# WHAT YOU ARE ASKED TO DO
The word "circle" marks the lines you need; copy each of them from the data.

*** INFORMATION SUPPLIED

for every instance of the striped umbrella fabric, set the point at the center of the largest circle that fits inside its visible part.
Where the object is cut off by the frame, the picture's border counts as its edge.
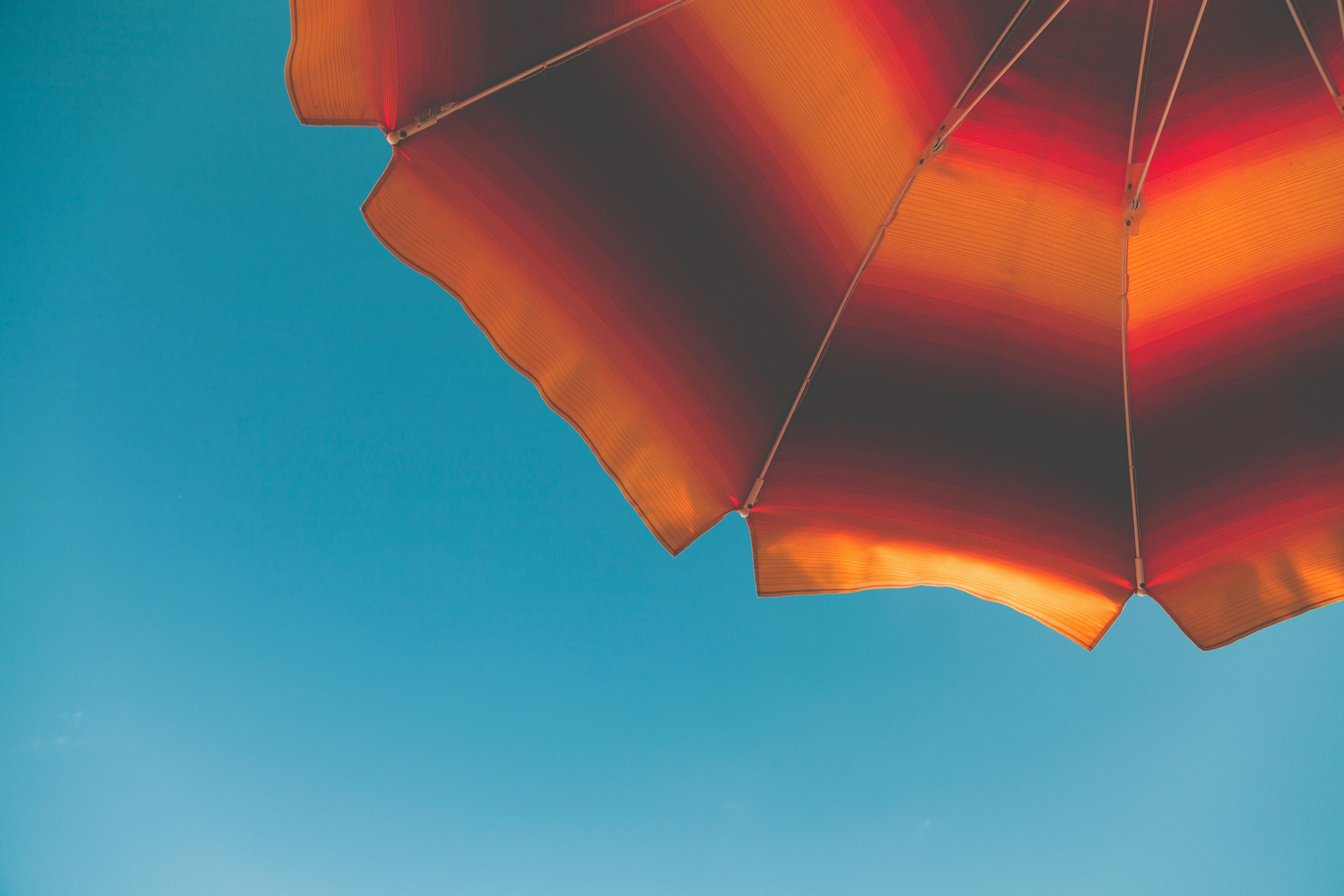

******
*** INFORMATION SUPPLIED

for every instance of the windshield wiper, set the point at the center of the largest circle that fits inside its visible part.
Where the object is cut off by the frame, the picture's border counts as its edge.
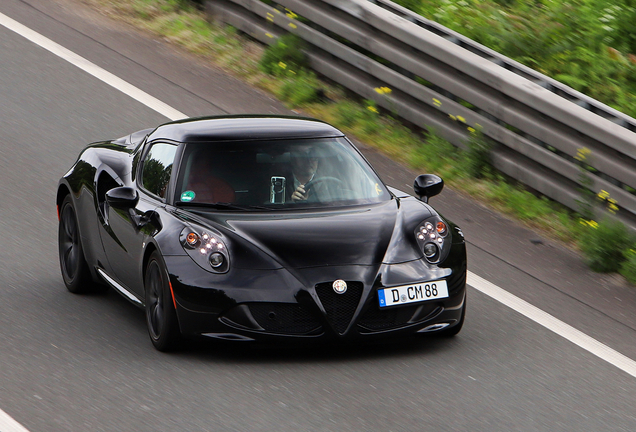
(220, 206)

******
*** INFORMATION SUPPLIED

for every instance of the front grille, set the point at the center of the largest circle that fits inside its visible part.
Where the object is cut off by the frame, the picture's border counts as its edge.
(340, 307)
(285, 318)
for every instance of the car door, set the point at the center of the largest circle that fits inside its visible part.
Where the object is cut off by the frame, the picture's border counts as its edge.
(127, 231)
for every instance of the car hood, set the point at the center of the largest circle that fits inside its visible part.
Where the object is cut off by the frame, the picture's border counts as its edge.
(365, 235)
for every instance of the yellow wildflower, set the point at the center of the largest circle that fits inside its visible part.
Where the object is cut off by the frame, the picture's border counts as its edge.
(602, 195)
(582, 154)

******

# WRITTEN ANSWER
for every instance of the striped umbrella fabric, set the point at the center of the largest circle that fits inside its visible part.
for every instance of the windshield wiper, set the point at the center of the largest circle that fits inside its visible part.
for every instance of the front grille, set the point at the center of the largest circle that fits inside its visible part.
for every instance of the car door, set the point at the center of the largest circle that fits inside its visible part.
for every instance of the car hood, set the point at the center of the largest circle that fits inside its visible part.
for every instance of the yellow wildflower, set the point at the center of the largest circle that fits inside its visible part.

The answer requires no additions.